--- Data for this task ---

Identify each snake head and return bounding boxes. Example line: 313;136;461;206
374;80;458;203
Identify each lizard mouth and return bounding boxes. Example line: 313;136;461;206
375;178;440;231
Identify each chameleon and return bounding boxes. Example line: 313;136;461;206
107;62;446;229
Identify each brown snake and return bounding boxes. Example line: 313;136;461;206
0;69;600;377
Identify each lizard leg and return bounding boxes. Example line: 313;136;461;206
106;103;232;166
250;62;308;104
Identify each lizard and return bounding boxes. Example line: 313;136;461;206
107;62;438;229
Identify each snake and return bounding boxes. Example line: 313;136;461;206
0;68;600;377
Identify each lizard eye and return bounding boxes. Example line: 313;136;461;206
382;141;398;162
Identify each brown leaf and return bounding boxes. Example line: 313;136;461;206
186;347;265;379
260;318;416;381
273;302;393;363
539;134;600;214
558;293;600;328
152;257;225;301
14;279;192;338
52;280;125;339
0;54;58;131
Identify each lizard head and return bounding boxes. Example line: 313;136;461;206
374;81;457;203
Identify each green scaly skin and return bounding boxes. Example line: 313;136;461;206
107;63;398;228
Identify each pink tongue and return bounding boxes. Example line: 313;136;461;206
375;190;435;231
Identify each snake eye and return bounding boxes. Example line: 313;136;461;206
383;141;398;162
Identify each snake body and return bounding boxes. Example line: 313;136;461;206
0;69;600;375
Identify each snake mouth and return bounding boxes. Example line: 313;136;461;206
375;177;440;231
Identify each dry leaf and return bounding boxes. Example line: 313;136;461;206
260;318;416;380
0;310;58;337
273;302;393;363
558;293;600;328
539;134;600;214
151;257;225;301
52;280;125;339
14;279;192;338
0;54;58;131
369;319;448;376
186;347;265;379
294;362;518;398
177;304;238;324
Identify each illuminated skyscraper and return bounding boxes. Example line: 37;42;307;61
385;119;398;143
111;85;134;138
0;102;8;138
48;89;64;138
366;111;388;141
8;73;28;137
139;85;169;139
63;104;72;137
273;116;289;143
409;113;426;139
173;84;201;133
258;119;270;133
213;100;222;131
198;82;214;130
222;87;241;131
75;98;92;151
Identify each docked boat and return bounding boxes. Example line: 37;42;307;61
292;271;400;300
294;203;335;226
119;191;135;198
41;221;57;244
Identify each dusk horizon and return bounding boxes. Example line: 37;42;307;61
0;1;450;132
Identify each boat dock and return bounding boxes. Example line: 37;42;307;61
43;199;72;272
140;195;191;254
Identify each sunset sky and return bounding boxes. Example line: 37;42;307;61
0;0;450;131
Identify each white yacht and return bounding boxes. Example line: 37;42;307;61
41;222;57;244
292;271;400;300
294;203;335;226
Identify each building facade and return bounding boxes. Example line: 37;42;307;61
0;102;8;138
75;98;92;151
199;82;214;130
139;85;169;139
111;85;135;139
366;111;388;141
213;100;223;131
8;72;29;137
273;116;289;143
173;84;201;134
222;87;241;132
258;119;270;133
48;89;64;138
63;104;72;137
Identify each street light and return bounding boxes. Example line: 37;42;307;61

---

_Work to do:_ Turn the data into a Markdown table with the columns Number and Entry, leaving out blank lines. Begin at the line that has "Identify each illuminated" and stop after the line that has "213;100;222;131".

_Result of the task:_
| Number | Entry |
|---|---|
| 1 | Identify each illuminated skyscraper and return bounding boxes. Example line: 37;42;307;61 |
| 2 | 385;119;398;143 |
| 3 | 111;85;134;138 |
| 4 | 0;102;8;138 |
| 5 | 48;89;64;138 |
| 6 | 366;111;388;141 |
| 7 | 8;73;28;137 |
| 8 | 139;85;169;139 |
| 9 | 63;104;72;137 |
| 10 | 273;116;289;143 |
| 11 | 409;113;426;139 |
| 12 | 173;84;201;133 |
| 13 | 258;119;270;133 |
| 14 | 213;100;222;131 |